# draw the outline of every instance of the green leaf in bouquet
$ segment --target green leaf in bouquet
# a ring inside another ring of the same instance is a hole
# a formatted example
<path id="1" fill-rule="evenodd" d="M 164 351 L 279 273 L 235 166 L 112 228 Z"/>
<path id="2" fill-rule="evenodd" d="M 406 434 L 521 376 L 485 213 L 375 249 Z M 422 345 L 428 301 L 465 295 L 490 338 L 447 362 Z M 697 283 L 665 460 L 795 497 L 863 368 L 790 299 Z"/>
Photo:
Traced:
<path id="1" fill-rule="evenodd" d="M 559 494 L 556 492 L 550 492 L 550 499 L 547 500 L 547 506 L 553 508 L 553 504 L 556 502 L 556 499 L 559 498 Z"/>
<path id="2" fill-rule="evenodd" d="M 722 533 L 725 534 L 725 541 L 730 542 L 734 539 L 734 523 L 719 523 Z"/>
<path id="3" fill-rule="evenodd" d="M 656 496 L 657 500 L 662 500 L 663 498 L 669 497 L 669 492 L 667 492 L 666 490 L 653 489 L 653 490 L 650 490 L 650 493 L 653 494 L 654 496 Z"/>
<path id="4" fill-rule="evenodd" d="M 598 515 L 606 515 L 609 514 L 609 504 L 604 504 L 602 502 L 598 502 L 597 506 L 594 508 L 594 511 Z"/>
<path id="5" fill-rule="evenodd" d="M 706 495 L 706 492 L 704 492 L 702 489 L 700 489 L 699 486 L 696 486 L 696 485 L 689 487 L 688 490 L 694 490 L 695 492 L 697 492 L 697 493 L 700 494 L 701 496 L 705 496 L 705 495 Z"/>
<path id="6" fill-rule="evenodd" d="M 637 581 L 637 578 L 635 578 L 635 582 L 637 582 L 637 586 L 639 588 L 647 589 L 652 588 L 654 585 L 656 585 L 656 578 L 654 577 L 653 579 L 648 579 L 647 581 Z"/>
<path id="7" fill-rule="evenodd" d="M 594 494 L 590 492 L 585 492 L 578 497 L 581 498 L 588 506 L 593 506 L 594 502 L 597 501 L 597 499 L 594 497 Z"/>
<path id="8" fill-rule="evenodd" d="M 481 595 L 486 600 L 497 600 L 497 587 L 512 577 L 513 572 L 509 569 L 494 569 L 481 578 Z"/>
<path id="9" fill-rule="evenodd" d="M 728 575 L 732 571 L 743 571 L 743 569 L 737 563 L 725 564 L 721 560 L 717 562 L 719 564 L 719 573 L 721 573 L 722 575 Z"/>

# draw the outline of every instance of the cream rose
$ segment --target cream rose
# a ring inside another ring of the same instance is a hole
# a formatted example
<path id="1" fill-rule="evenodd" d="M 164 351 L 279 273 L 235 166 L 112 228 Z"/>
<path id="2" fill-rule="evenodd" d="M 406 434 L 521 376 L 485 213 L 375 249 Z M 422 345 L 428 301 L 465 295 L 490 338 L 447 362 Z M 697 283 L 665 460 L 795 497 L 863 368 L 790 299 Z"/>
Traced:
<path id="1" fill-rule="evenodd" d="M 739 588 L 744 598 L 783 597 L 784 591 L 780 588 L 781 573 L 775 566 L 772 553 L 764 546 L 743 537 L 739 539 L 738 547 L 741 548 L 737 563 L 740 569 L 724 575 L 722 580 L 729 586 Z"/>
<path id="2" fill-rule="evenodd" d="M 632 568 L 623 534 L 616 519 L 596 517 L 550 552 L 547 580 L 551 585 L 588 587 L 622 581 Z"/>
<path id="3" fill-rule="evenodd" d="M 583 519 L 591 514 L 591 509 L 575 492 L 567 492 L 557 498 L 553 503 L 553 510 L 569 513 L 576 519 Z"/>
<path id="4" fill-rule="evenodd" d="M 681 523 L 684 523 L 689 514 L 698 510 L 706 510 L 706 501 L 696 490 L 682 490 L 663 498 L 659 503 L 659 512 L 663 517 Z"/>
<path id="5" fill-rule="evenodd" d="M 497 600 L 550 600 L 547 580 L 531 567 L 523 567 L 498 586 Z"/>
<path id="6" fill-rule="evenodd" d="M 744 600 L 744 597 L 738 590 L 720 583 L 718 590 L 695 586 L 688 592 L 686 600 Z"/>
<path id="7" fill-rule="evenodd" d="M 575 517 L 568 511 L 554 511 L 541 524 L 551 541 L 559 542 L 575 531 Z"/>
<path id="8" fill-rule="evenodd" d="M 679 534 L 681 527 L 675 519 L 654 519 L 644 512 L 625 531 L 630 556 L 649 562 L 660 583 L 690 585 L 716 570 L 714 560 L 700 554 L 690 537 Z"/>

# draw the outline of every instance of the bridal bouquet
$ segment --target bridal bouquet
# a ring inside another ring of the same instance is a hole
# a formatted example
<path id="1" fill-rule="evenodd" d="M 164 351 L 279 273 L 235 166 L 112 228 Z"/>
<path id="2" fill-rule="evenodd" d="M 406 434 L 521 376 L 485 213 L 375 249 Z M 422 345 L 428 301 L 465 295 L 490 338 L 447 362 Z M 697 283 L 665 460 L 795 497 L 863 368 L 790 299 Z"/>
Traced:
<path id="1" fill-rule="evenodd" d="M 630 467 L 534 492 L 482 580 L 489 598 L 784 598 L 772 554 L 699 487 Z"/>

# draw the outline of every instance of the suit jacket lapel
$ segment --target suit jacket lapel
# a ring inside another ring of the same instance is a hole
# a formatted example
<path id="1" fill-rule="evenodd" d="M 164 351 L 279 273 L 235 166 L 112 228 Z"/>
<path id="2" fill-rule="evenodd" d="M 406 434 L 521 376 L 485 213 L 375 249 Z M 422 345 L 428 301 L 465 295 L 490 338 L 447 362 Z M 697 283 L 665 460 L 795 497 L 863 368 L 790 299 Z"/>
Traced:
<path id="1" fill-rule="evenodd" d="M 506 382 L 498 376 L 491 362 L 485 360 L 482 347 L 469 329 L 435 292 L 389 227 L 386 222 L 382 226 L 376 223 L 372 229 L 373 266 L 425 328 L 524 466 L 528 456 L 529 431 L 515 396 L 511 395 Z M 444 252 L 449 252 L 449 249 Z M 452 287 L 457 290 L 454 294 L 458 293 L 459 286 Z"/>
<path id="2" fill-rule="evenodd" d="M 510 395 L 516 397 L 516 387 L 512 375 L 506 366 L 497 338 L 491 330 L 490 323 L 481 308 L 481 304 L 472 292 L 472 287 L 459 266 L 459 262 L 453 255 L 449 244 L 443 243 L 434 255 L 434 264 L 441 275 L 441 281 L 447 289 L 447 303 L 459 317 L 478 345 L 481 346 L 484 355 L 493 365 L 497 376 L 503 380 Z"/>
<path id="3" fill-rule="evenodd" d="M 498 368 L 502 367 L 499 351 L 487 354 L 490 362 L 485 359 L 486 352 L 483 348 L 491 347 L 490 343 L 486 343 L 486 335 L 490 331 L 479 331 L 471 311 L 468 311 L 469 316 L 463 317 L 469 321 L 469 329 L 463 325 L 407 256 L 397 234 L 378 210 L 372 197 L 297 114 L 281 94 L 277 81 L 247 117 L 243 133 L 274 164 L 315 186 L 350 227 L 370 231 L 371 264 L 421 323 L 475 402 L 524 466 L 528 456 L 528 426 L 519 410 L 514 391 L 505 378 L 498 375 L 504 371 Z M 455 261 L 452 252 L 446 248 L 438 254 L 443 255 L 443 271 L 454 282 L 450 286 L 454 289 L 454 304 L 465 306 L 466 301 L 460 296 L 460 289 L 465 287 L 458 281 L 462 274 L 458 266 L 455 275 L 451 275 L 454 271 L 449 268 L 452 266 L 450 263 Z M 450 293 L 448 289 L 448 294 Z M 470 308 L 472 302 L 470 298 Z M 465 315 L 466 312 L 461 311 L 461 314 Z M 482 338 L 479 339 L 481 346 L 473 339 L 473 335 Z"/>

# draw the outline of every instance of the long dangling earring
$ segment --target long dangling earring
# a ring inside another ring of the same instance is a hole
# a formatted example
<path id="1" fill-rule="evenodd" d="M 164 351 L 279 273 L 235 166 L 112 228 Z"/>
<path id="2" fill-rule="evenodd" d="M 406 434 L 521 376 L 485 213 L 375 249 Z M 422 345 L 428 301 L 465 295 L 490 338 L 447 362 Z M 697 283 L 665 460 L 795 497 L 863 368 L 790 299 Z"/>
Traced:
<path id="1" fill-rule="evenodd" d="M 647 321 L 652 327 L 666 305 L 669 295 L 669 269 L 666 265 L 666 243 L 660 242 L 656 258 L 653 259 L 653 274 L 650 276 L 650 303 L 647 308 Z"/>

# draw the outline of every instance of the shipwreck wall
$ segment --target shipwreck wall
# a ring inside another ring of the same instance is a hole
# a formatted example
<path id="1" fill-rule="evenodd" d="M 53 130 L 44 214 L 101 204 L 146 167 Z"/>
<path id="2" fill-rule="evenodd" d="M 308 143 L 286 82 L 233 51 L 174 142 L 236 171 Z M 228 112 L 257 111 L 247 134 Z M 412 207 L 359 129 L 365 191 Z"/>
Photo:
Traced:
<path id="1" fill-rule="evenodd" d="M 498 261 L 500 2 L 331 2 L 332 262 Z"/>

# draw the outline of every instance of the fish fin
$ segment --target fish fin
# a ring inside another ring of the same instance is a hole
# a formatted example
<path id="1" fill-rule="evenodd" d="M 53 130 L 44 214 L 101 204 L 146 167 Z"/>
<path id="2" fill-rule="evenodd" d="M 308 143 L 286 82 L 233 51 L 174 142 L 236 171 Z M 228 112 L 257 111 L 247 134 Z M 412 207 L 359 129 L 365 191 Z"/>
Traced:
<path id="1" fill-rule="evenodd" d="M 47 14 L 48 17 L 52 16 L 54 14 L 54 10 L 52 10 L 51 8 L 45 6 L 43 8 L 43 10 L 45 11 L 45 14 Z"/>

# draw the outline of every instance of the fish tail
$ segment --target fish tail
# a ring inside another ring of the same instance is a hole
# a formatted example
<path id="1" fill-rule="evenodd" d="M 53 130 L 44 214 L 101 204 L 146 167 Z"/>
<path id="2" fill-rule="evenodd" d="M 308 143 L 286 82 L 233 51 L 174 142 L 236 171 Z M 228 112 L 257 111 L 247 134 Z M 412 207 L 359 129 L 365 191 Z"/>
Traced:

■ TASK GOAL
The answer should consist only of the number of lines above in which "bridal" appears.

■ EXERCISE RESPONSE
2